» Task brief
Would you quote the Actos passage word for word, starting at "Mild side effects of Actos" and stopping after "doctor or pharmacist."?

If you have type 2 diabetes, your doctor may recommend Actos as a treatment for your condition. It’s a prescription drug used together with diet and exercise to help improve blood sugar levels in adults with type 2 diabetes.
Actos contains the active drug pioglitazone. (An active drug is the ingredient that makes a medication work.) Pioglitazone is also the name of the generic version of this drug.
Actos belongs to the drug classification thiazolidinedione. (Drugs in the same classification work in a similar way.) It comes as tablets that you swallow.
In this article, we describe the side effects of Actos, its dosage, and more.
Like most drugs, Actos may cause mild or serious side effects. The lists below describe some of the drug’s more common side effects. These lists don’t include all possible side effects.
Keep in mind that side effects of a drug can depend on:
- your age
- other health conditions you have
- other medications you take
To find out more about the potential side effects of Actos, see this article. Your doctor or pharmacist can also tell you more about the drug’s side effects. And they can suggest ways to help reduce these effects and their symptoms.
Mild side effects
Here’s a short list of some of the mild side effects that Actos can cause. To learn about other mild side effects, talk with your doctor or pharmacist, or read the prescribing information for Actos.
Mild side effects of Actos that have been reported include:
- flatulence (gas)
- muscle aches or pains
- sore throat
- upper respiratory tract infection, such as the common cold or a sinus infection
- weight gain†‡
* This side effect was only reported in people taking Actos together with insulin.
† For more information about this side effect, see the “Side effect focus” section below.
‡ Weight gain can also be a symptom of heart failure, a serious side effect Actos may cause. For more information, see the “Side effect focus” section below.
Mild side effects of many drugs may go away within a few days to a couple of weeks. But if they become bothersome, talk with your doctor or pharmacist.

(Dataset entries)
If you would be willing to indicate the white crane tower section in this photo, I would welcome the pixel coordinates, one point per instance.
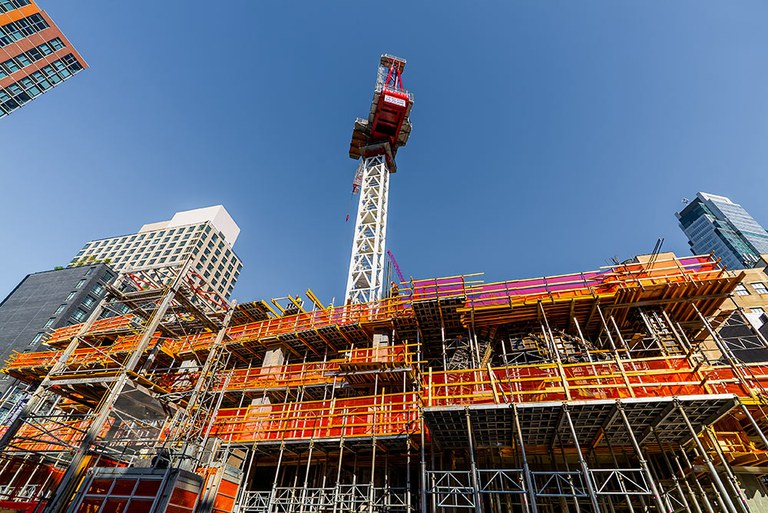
(376, 140)
(366, 267)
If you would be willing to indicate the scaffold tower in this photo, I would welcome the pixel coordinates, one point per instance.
(375, 140)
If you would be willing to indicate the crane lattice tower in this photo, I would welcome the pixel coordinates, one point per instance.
(376, 140)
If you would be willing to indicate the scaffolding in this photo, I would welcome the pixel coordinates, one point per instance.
(603, 391)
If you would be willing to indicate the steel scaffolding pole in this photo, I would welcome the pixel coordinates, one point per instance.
(726, 498)
(366, 266)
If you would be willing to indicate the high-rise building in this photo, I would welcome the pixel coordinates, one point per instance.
(716, 224)
(47, 300)
(34, 54)
(206, 235)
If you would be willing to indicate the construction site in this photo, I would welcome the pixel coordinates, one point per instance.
(621, 389)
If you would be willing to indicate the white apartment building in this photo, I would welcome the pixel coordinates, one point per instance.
(205, 234)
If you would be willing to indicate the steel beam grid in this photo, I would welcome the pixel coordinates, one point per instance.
(366, 268)
(343, 497)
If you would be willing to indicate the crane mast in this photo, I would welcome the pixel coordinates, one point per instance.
(375, 141)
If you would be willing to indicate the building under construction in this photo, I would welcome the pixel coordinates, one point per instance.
(635, 387)
(609, 390)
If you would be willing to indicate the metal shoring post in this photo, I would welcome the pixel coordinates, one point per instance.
(582, 461)
(563, 499)
(246, 478)
(272, 495)
(408, 504)
(581, 337)
(337, 487)
(442, 340)
(641, 458)
(680, 336)
(702, 493)
(473, 465)
(726, 499)
(754, 424)
(530, 503)
(306, 475)
(354, 479)
(423, 456)
(651, 331)
(371, 496)
(672, 472)
(616, 358)
(627, 497)
(752, 328)
(732, 481)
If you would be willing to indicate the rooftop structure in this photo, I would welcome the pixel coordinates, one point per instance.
(34, 55)
(204, 235)
(604, 390)
(716, 224)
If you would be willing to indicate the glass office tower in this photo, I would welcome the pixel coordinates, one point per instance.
(716, 224)
(34, 54)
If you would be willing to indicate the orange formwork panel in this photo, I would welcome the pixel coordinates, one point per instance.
(606, 282)
(648, 377)
(359, 417)
(110, 324)
(110, 356)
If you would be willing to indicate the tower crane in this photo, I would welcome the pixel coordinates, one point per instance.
(375, 141)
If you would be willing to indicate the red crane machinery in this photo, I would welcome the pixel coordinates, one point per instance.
(376, 140)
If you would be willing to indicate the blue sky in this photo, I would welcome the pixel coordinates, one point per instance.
(548, 136)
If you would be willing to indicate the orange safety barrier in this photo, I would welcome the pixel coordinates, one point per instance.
(66, 333)
(104, 356)
(381, 415)
(649, 377)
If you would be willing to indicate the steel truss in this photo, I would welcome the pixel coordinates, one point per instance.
(365, 281)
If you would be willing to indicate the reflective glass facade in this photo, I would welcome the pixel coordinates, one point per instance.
(34, 54)
(716, 224)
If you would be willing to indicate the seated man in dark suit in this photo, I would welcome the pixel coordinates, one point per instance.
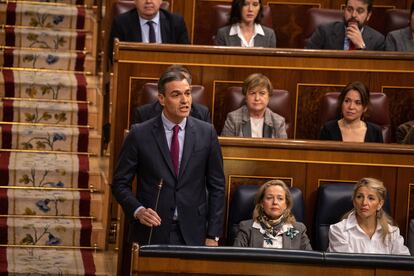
(151, 110)
(148, 23)
(352, 33)
(178, 165)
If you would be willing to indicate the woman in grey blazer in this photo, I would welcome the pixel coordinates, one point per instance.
(255, 119)
(273, 224)
(244, 28)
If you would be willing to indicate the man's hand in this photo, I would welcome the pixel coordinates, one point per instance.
(148, 217)
(211, 242)
(355, 35)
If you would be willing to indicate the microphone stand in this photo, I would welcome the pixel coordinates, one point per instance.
(156, 207)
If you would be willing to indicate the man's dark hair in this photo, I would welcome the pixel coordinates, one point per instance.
(173, 73)
(368, 2)
(235, 14)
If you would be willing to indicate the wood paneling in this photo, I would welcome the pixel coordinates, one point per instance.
(243, 262)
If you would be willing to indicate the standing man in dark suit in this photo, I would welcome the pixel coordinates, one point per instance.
(352, 33)
(184, 154)
(148, 23)
(151, 110)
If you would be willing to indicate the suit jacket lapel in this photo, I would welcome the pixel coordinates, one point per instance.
(165, 28)
(137, 36)
(159, 136)
(339, 36)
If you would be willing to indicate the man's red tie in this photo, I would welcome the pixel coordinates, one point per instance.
(151, 34)
(175, 148)
(351, 45)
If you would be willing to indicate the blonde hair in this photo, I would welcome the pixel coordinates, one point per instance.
(257, 80)
(378, 186)
(258, 209)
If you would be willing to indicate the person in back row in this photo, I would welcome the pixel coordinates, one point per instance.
(244, 27)
(255, 119)
(352, 33)
(353, 102)
(402, 39)
(148, 23)
(367, 228)
(273, 224)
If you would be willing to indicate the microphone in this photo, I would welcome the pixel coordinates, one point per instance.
(156, 207)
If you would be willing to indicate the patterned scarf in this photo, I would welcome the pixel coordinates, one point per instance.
(271, 226)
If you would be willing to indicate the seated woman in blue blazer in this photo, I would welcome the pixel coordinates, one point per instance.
(367, 228)
(353, 102)
(244, 28)
(273, 224)
(255, 119)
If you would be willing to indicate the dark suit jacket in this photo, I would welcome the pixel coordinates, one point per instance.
(331, 131)
(145, 154)
(332, 36)
(251, 237)
(126, 27)
(151, 110)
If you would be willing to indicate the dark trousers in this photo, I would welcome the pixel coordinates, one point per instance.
(176, 237)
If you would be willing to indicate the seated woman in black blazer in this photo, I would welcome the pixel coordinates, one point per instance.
(273, 224)
(353, 102)
(244, 28)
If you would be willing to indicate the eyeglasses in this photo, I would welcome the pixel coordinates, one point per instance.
(358, 10)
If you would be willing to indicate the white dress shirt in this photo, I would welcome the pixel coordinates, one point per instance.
(347, 236)
(256, 125)
(145, 28)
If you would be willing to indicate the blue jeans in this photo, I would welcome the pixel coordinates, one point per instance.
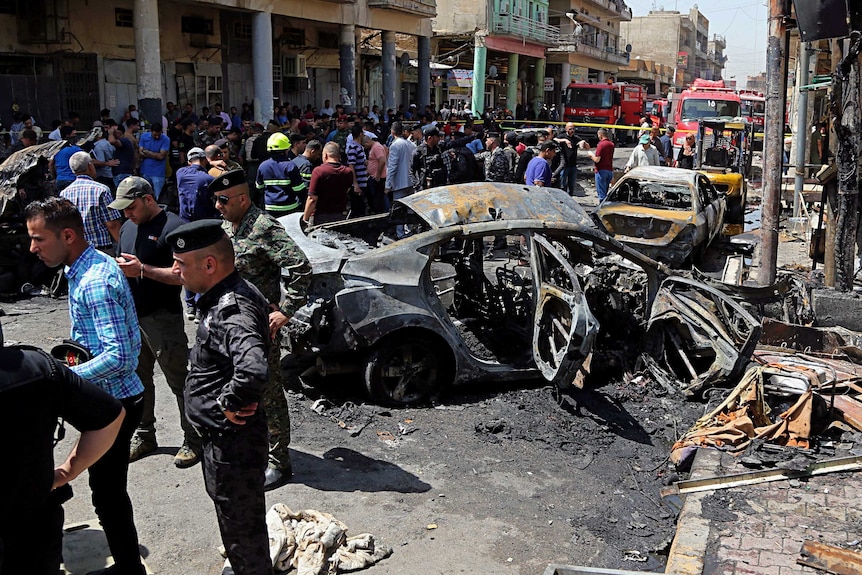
(603, 182)
(157, 183)
(401, 231)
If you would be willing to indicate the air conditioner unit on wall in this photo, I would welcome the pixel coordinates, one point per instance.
(296, 84)
(294, 66)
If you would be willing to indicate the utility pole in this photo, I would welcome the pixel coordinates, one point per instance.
(773, 139)
(844, 101)
(801, 126)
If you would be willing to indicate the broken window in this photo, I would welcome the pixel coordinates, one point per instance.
(652, 194)
(491, 305)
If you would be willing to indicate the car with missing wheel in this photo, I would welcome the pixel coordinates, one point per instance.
(436, 307)
(669, 214)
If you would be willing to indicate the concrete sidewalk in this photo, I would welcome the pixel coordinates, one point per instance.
(759, 529)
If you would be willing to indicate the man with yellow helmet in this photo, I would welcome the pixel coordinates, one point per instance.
(280, 180)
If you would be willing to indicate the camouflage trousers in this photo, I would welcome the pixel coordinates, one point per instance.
(233, 467)
(275, 406)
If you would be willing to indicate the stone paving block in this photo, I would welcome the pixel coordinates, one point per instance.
(756, 570)
(740, 556)
(769, 543)
(797, 508)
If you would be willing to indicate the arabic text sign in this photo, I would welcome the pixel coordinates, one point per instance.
(461, 78)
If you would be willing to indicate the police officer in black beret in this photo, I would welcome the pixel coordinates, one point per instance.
(32, 489)
(227, 376)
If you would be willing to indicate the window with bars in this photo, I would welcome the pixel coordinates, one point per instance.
(124, 18)
(242, 30)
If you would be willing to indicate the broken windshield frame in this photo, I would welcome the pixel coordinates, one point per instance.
(652, 194)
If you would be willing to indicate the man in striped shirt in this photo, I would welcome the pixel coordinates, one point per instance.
(101, 223)
(357, 160)
(104, 321)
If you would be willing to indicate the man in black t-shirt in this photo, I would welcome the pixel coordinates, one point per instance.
(31, 488)
(146, 260)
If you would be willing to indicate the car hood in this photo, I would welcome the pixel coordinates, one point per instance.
(488, 201)
(19, 164)
(644, 225)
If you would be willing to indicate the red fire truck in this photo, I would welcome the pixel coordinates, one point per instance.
(610, 104)
(704, 100)
(658, 110)
(753, 106)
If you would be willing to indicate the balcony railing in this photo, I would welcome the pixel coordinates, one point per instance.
(526, 28)
(427, 8)
(568, 43)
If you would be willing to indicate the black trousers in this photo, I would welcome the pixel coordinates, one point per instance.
(32, 543)
(111, 499)
(233, 465)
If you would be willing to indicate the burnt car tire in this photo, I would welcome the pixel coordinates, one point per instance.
(405, 370)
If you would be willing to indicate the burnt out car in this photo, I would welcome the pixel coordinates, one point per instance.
(22, 180)
(669, 214)
(412, 315)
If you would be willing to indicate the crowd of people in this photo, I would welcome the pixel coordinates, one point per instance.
(136, 271)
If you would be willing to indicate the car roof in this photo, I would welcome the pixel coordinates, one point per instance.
(663, 174)
(479, 202)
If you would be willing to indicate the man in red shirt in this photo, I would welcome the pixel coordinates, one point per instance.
(603, 158)
(331, 182)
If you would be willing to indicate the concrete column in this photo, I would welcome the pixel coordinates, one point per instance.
(565, 80)
(390, 73)
(512, 83)
(148, 60)
(347, 61)
(539, 96)
(423, 97)
(480, 55)
(261, 33)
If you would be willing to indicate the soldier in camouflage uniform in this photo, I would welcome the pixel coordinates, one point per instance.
(227, 376)
(263, 249)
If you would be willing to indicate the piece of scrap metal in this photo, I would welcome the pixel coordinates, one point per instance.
(556, 569)
(830, 558)
(763, 476)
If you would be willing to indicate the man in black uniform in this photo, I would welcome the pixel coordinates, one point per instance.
(227, 377)
(146, 261)
(31, 490)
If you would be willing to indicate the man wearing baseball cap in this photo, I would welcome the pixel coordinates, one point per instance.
(146, 260)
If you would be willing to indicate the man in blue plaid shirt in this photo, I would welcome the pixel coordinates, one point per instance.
(104, 321)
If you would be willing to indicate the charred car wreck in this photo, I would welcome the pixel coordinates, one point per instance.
(433, 308)
(22, 180)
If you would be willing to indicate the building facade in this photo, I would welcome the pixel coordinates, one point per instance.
(59, 56)
(678, 40)
(521, 54)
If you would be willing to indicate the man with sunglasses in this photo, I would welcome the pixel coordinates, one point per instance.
(263, 249)
(145, 258)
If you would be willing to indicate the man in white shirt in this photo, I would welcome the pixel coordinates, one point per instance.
(643, 154)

» Expected answer
Mild side effects of Actos that have been reported include:
- flatulence (gas)
- muscle aches or pains
- sore throat
- upper respiratory tract infection, such as the common cold or a sinus infection
- weight gain†‡
* This side effect was only reported in people taking Actos together with insulin.
† For more information about this side effect, see the “Side effect focus” section below.
‡ Weight gain can also be a symptom of heart failure, a serious side effect Actos may cause. For more information, see the “Side effect focus” section below.
Mild side effects of many drugs may go away within a few days to a couple of weeks. But if they become bothersome, talk with your doctor or pharmacist.